___ EXTRACTED ENTRIES ___

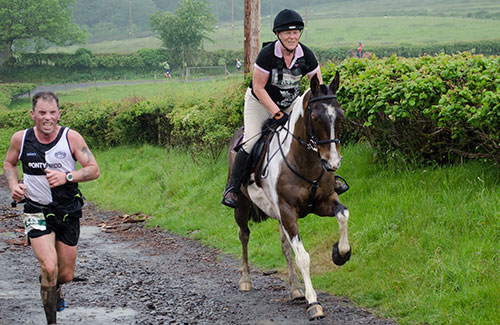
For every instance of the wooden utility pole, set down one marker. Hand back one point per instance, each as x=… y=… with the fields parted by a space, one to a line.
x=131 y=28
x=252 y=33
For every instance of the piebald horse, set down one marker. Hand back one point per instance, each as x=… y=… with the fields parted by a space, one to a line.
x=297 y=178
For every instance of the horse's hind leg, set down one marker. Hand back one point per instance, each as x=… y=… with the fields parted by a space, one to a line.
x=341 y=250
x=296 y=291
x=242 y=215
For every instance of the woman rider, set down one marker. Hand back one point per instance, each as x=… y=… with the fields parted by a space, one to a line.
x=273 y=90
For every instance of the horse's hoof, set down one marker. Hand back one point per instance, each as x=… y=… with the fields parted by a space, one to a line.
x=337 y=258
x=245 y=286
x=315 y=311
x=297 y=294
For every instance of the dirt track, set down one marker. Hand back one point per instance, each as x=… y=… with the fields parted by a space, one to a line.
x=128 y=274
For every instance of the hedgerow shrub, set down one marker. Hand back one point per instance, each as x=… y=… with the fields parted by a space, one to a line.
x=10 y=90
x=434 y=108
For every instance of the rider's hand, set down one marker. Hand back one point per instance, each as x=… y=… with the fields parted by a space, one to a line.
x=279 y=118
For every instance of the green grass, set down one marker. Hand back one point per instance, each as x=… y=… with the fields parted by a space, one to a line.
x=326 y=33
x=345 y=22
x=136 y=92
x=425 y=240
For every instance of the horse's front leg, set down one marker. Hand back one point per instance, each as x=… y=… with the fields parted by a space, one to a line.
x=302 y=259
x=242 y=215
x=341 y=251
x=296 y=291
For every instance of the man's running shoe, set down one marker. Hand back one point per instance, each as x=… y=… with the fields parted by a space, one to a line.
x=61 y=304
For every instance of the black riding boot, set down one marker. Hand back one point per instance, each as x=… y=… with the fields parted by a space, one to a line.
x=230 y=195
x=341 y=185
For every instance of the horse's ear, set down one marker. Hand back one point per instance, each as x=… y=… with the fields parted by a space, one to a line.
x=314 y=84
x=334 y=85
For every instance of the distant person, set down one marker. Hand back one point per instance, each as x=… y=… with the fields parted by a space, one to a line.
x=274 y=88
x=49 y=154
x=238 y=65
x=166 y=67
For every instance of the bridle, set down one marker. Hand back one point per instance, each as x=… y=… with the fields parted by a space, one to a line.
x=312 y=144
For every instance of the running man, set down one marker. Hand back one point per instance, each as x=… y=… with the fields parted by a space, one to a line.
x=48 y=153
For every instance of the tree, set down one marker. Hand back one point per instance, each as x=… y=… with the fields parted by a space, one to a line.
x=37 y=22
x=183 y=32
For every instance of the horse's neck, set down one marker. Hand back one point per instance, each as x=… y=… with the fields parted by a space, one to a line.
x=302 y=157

___
___ EXTRACTED ENTRIES ___

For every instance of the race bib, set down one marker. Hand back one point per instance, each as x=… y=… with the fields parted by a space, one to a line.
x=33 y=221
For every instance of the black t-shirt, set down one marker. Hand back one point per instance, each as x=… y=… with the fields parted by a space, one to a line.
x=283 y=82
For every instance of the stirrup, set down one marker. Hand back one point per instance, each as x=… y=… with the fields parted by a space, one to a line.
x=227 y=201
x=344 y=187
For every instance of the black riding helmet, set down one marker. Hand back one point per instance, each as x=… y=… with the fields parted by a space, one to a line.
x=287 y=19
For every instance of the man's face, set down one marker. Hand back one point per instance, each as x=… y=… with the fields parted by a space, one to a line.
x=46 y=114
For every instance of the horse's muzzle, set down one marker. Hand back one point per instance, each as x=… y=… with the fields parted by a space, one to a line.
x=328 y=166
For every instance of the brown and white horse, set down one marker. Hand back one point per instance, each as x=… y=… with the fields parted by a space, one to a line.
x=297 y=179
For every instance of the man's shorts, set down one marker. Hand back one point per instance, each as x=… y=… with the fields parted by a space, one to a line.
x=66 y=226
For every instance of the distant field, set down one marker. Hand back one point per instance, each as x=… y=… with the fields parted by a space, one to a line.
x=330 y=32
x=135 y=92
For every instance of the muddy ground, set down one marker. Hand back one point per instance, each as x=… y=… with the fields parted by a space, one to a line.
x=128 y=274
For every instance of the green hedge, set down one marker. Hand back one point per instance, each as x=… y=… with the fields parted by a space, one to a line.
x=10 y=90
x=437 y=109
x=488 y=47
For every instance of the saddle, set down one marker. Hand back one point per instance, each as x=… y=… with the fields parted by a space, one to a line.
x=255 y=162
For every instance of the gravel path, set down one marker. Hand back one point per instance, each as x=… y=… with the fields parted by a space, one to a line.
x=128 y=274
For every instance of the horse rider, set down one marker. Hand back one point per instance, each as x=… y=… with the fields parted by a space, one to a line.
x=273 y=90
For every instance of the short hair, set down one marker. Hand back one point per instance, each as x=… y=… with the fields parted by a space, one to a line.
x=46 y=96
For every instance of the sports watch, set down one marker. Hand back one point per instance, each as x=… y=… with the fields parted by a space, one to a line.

___

PROMPT: Rewrite the lines of the records between the line holding "For every instance of the dirt" and the line holding "x=279 y=118", inclusive, as a JSON list of strings with one string per line and blank lines omitted.

RESPONSE FOR THIS EXERCISE:
[
  "For every instance of the dirt track, set down one marker. Hand back one point per instance, each as x=… y=… with the fields parted by a space, one to a line.",
  "x=128 y=274",
  "For every instance of the hedgerow shrub, set down one marker. Hand back one point per instance, each as x=… y=… with the fields parted by a space, one to a line.",
  "x=10 y=90",
  "x=434 y=108",
  "For every instance of the rider's hand, set down one marker. Hand back one point per instance, each as x=… y=… with the fields parted by a space, one to a line.",
  "x=279 y=118"
]